— Start Listed entries —

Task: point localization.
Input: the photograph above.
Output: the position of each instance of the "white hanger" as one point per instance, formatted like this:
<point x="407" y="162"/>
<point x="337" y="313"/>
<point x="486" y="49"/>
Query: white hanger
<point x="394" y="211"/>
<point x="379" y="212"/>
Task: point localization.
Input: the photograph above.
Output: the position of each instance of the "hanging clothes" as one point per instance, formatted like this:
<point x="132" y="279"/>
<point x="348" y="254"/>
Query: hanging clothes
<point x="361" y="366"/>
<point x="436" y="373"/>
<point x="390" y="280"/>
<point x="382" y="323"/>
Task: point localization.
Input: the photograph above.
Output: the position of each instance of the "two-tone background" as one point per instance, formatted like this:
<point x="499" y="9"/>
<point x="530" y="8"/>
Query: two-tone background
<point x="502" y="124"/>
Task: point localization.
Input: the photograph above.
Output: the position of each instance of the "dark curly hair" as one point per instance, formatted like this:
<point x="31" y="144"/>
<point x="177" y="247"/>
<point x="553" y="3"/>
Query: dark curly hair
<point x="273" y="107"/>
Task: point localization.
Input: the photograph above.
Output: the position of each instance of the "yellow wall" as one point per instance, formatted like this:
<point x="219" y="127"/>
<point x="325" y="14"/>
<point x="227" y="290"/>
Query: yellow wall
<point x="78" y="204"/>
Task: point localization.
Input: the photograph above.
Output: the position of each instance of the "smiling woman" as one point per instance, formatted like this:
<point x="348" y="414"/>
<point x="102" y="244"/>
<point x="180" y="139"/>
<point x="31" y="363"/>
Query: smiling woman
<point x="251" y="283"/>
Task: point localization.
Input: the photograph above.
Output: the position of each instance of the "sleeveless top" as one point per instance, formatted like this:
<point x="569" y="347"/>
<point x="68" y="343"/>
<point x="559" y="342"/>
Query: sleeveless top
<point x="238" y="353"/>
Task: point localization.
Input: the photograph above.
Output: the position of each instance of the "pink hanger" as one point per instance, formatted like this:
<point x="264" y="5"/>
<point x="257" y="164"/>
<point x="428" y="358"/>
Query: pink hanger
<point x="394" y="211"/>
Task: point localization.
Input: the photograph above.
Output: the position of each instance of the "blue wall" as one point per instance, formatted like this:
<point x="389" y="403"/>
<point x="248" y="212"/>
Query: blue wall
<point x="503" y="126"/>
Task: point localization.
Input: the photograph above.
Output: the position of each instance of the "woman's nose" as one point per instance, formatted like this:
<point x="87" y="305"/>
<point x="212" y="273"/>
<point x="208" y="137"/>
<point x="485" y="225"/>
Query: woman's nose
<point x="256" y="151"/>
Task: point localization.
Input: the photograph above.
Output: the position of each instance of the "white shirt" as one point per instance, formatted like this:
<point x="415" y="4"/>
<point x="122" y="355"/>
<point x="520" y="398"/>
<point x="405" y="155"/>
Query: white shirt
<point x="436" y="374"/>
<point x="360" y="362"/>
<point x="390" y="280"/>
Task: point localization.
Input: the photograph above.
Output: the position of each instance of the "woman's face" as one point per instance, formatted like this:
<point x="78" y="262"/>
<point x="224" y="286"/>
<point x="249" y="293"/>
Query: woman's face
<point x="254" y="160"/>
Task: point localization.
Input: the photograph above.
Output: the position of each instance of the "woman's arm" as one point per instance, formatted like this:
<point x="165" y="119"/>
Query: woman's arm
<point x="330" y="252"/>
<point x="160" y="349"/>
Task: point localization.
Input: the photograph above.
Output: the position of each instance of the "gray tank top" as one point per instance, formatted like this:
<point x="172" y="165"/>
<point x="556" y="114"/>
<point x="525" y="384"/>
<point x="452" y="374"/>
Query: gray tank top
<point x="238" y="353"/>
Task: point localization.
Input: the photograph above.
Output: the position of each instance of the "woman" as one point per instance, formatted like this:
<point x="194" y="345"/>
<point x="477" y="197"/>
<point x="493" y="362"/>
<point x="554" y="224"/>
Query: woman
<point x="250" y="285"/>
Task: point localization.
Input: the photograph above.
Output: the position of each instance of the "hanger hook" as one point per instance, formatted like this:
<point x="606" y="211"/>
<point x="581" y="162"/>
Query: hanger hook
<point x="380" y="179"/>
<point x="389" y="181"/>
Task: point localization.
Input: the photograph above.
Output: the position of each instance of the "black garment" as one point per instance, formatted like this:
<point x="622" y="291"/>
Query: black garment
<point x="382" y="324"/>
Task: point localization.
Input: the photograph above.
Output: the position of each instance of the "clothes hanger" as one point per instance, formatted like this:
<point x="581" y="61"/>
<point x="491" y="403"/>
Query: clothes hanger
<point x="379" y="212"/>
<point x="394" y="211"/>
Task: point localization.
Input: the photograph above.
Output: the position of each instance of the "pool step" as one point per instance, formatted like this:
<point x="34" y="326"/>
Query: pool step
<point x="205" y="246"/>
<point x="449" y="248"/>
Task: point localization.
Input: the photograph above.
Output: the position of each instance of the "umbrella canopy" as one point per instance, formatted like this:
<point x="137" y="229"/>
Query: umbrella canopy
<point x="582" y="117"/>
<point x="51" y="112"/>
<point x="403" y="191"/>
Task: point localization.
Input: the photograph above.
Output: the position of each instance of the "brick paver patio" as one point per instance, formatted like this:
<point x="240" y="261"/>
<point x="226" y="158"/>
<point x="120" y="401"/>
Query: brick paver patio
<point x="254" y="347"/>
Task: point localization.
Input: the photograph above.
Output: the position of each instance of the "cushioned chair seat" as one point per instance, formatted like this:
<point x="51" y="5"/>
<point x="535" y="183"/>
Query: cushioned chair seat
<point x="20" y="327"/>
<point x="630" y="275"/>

— End Listed entries —

Take the records above and return them exactly as written.

> [Written reply]:
Task: point localization.
Input: the photograph above.
Output: the position of each instance of the "white hanger" as one point per instance, formatted like this:
<point x="407" y="162"/>
<point x="337" y="313"/>
<point x="486" y="49"/>
Query: white hanger
<point x="394" y="211"/>
<point x="379" y="212"/>
Task: point localization.
Input: the photograph above.
Output: the position of each instance of the "hanging clothes" as one point per instance, formatted like this:
<point x="132" y="279"/>
<point x="348" y="254"/>
Query: hanging clothes
<point x="361" y="366"/>
<point x="436" y="373"/>
<point x="390" y="280"/>
<point x="382" y="323"/>
Task: point localization.
Input: the photograph above.
Output: the position of each instance of the "two-tone background" as one point per instance, formatted like this:
<point x="499" y="9"/>
<point x="530" y="8"/>
Query: two-tone background
<point x="502" y="124"/>
Task: point localization.
Input: the photograph above.
Output: the position of each instance of the "dark curly hair" as one point per instance, formatted like this:
<point x="31" y="144"/>
<point x="177" y="247"/>
<point x="553" y="3"/>
Query: dark curly hair
<point x="273" y="107"/>
Task: point localization.
Input: the photograph above.
Output: the position of each instance of the "yellow wall" as one point per instance, formatted like this:
<point x="219" y="127"/>
<point x="325" y="14"/>
<point x="227" y="290"/>
Query: yellow wall
<point x="78" y="204"/>
Task: point localization.
Input: the photograph above.
Output: the position of each instance of the "smiling woman" as one point per instance, formatted like this:
<point x="348" y="414"/>
<point x="102" y="244"/>
<point x="180" y="139"/>
<point x="31" y="363"/>
Query: smiling woman
<point x="251" y="283"/>
Task: point localization.
Input: the photograph above.
Output: the position of each instance of the "sleeveless top" as one point per instance, formatted like this:
<point x="569" y="347"/>
<point x="68" y="343"/>
<point x="559" y="342"/>
Query: sleeveless top
<point x="238" y="353"/>
Task: point localization.
Input: the photograph above.
Output: the position of each instance of the "pink hanger" as one point per instance, formatted like this:
<point x="264" y="5"/>
<point x="257" y="164"/>
<point x="428" y="358"/>
Query: pink hanger
<point x="394" y="211"/>
Task: point localization.
Input: the photograph above.
Output: the position of each instance of the "blue wall" as one point per instance, formatted like this:
<point x="389" y="403"/>
<point x="248" y="212"/>
Query: blue wall
<point x="503" y="126"/>
Task: point localization.
Input: the photograph above.
Output: the position of each instance of the "woman's nose" as one point per instance, formatted like this:
<point x="87" y="305"/>
<point x="212" y="273"/>
<point x="208" y="137"/>
<point x="485" y="225"/>
Query: woman's nose
<point x="256" y="151"/>
Task: point localization.
Input: the photograph above.
Output: the position of each instance of the "white shirt" as one point per instance, formatted like this:
<point x="415" y="4"/>
<point x="122" y="355"/>
<point x="520" y="398"/>
<point x="405" y="155"/>
Query: white shirt
<point x="436" y="374"/>
<point x="360" y="362"/>
<point x="390" y="280"/>
Task: point localization.
Input: the photograph above.
Output: the position of each instance of the "woman's face" as one point per instance, formatted like this:
<point x="78" y="262"/>
<point x="224" y="286"/>
<point x="249" y="293"/>
Query: woman's face
<point x="254" y="160"/>
Task: point localization.
Input: the photograph above.
Output: the position of each instance of the "woman's arm" as one point per instance, formatted like this:
<point x="165" y="119"/>
Query: woman's arm
<point x="330" y="252"/>
<point x="160" y="349"/>
Task: point localization.
Input: the photograph above.
Output: the position of each instance of the "gray tank top" as one point per instance, formatted like this:
<point x="172" y="165"/>
<point x="556" y="114"/>
<point x="525" y="384"/>
<point x="452" y="374"/>
Query: gray tank top
<point x="238" y="353"/>
Task: point localization.
Input: the photograph above.
Output: the position of each instance of the "woman" as one point per instance, formatted like this:
<point x="194" y="345"/>
<point x="477" y="197"/>
<point x="493" y="362"/>
<point x="554" y="224"/>
Query: woman
<point x="250" y="285"/>
Task: point localization.
Input: the photograph above.
Output: the position of each instance of the "hanger hook" as one point per instance, formatted like this:
<point x="606" y="211"/>
<point x="581" y="162"/>
Query: hanger hook
<point x="380" y="179"/>
<point x="389" y="181"/>
Task: point localization.
Input: the photograph above.
Output: the position of each instance of the "black garment" as one point per instance, formatted like this:
<point x="622" y="291"/>
Query: black garment
<point x="382" y="324"/>
Task: point localization.
Input: the photograph above.
Output: the position of each instance of the "clothes hanger" as one point per instance, formatted like this:
<point x="581" y="61"/>
<point x="491" y="403"/>
Query: clothes hanger
<point x="379" y="212"/>
<point x="394" y="211"/>
Task: point localization.
Input: the photograph above.
Output: the position of each instance of the "pool step" as one point per instance, formatted like this:
<point x="34" y="326"/>
Query: pool step
<point x="205" y="246"/>
<point x="449" y="248"/>
Task: point localization.
Input: the photograph above.
Output: the position of each instance of the "umbrella canopy" as one point per instance, formatted like this:
<point x="137" y="229"/>
Query: umbrella canopy
<point x="582" y="117"/>
<point x="51" y="112"/>
<point x="403" y="191"/>
Task: point localization.
Input: the photograph above.
Output: the position of each instance of the "brick paver patio" as one point per instance, formatted like this:
<point x="240" y="261"/>
<point x="226" y="158"/>
<point x="120" y="401"/>
Query: brick paver patio
<point x="254" y="347"/>
Task: point localization.
Input: the photograph above.
Output: the position of each instance of the "cushioned chair seat" as one point per instance, formatted like this:
<point x="51" y="5"/>
<point x="535" y="183"/>
Query: cushioned chair seat
<point x="20" y="327"/>
<point x="630" y="275"/>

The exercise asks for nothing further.